== Tasks to perform ==
A: In the In Process blog post, rewrite the passage starting with "University Ave., 2006." and going on through "secrets of places.", changing "bowling alley" to "roller rink".
B: According to the In Process blog post, what neighborhood is the writer from?
C: Continue the In Process blog post from its last sentence.

June 2, 2015 - Comments Off on In Process | Bridging Local History & Community Archives

In Process | Bridging Local History & Community Archives

In Process is a blog series that highlights the activities and experiences of current archival studies students in the Los Angeles area. Check in every two weeks, for grad students’ insights and fresh perspectives on new and emerging trends, issues, and events in the field.

By Noah Geraci

Photograph of a busy street with a sign that says

University Ave., 2006. Photo by Peyri Herrera, licensed under Creative Commons BY-ND 2.0.

I care about places and their histories more than I care about many things. If we are close friends, I’ll want to walk with you in the neighborhood where I grew up and narrate the changes I have witnessed in my lifetime: the condo complex that sits where the bowling alley used to be, the loud, sprawling patio of the sports bar that used to be a windowless gay bar, marked on the exterior only by a painting of a wolf, the fancy restaurant with condos on top that used to be the weirdest, best junk store. I’ll hope that you’ll want to do the same, to show me where you are from. This is partly how I came to archives: wanting to learn the secrets of places.

One of the first places I started looking for these kinds of secrets, as a teenager, was in the local history room of the San Diego Public Library. By looking through the historic newspaper collections, I was able to get a better grasp on the tensions surrounding race, sexuality and class that had shaped North Park, where I’m from. So when I began to consider MLIS programs years later, one of my first daydreams was of working as a local history librarian in a public library.

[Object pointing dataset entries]

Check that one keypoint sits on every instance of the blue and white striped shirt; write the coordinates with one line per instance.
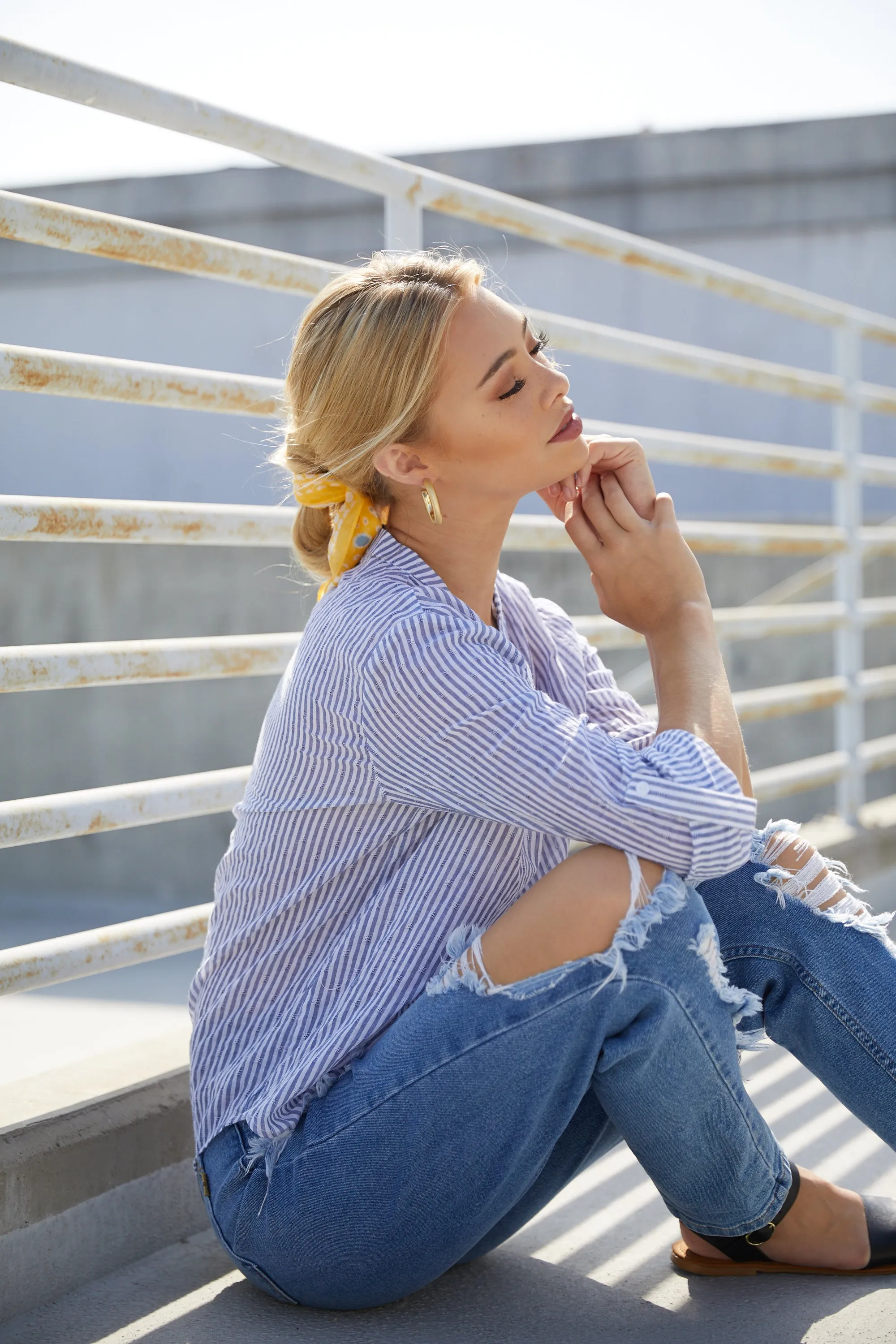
(418, 771)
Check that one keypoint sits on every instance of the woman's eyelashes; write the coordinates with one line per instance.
(542, 340)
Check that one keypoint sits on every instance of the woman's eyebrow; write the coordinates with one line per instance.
(503, 358)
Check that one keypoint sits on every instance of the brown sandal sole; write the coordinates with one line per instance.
(688, 1262)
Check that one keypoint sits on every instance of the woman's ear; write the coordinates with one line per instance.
(401, 464)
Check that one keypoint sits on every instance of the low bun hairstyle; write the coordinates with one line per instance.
(363, 373)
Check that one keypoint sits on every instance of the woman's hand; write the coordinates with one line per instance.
(642, 570)
(625, 457)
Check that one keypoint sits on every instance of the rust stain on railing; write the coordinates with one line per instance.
(74, 956)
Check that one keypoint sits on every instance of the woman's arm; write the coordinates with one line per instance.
(646, 578)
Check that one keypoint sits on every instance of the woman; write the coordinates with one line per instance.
(418, 1018)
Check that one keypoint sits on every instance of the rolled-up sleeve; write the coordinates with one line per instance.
(453, 722)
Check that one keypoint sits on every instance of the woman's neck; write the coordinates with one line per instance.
(464, 549)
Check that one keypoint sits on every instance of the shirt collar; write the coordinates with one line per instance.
(388, 553)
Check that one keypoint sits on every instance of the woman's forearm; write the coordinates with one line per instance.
(692, 687)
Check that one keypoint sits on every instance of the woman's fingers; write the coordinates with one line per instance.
(598, 514)
(581, 533)
(618, 503)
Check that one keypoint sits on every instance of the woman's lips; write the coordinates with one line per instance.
(570, 429)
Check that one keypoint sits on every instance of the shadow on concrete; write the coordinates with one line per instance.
(186, 1295)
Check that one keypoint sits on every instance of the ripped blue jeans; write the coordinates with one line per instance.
(481, 1101)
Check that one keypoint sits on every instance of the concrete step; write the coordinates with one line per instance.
(96, 1168)
(593, 1265)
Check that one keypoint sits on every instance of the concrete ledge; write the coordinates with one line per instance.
(95, 1186)
(90, 1240)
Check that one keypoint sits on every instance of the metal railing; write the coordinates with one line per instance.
(844, 546)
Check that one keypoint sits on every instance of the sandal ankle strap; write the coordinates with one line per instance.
(747, 1248)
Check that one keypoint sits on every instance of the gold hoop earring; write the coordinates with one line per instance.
(432, 502)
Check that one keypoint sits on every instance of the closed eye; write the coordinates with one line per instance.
(540, 342)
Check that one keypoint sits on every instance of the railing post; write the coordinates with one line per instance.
(849, 642)
(404, 225)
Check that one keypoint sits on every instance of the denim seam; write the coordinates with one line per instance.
(241, 1260)
(754, 951)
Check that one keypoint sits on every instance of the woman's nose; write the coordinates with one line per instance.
(556, 385)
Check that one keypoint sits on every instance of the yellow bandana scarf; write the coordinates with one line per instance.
(354, 522)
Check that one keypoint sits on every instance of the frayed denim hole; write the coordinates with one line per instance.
(849, 910)
(743, 1003)
(453, 972)
(267, 1151)
(761, 838)
(645, 910)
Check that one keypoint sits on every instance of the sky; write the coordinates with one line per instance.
(401, 76)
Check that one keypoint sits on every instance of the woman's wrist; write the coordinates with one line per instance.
(684, 621)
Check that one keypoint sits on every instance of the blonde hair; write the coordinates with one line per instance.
(363, 374)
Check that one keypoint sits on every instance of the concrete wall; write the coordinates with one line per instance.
(813, 203)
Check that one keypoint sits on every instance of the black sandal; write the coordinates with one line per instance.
(745, 1256)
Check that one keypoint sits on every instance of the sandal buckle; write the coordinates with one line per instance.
(761, 1236)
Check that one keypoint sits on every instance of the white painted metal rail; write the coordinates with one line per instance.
(845, 545)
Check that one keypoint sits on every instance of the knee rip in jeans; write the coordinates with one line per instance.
(743, 1003)
(464, 965)
(813, 879)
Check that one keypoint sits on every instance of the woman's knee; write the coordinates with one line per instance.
(574, 912)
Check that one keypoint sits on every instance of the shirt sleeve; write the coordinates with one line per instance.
(453, 722)
(609, 707)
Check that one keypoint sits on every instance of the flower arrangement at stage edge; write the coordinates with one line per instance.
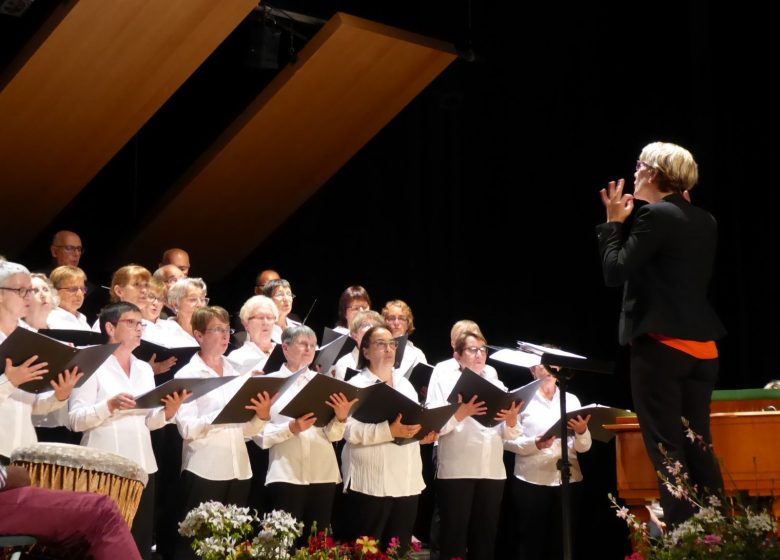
(228, 532)
(722, 527)
(323, 547)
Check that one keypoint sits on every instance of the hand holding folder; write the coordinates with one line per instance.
(470, 385)
(33, 349)
(600, 415)
(240, 408)
(384, 404)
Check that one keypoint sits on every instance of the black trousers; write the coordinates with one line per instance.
(667, 385)
(195, 490)
(538, 523)
(310, 503)
(382, 518)
(143, 522)
(469, 509)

== Answers to the problems ==
A:
University Ave., 2006. Photo by Peyri Herrera, licensed under Creative Commons BY-ND 2.0.

I care about places and their histories more than I care about many things. If we are close friends, I’ll want to walk with you in the neighborhood where I grew up and narrate the changes I have witnessed in my lifetime: the condo complex that sits where the roller rink used to be, the loud, sprawling patio of the sports bar that used to be a windowless gay bar, marked on the exterior only by a painting of a wolf, the fancy restaurant with condos on top that used to be the weirdest, best junk store. I’ll hope that you’ll want to do the same, to show me where you are from. This is partly how I came to archives: wanting to learn the secrets of places.

B: North Park

C:
In my mind, local histories and marginalized histories were inextricably intertwined. Yet as I’ve begun to navigate academic and professional worlds in LIS, I’ve found that’s often not the case: local history collections seem to have a sometimes especially frumpy reputation, and many do focus largely on commemorating settler histories and the "Great Men" of local business and government, with little focus on marginalized communities or more recent histories. I rarely meet peers who are interested in working in local history, and many of the people who are doing the work I find interesting and important are working at universities and/or frame their work within the discourse of community archives rather than local history.

It seems impossible to me to think about local histories without thinking, especially, about race and racism. As George Lipsitz and many others have written, race and place have a long and fraught relationship. The notion of property itself is heavy with racialized histories, and from colonization to redlining and restrictive covenants to gentrification, racism has played a central role in structuring how land is used and particularly who is able to live where. In my dreams, local history collections would not only responsibly steward materials reflective of the diversity of their surrounding communities, but help to frame records like property and development-related records within the context of the power relations that created them, as important evidence surrounding institutional racism.

While making this kind of change can be difficult and sometimes impossible depending on institutional climate, I wish that there was more overlap between community archives people and public library local history departments-- after all, public libraries are already free, accessible public spaces that are able to to bypass many of the tensions that can surround university-community relationships.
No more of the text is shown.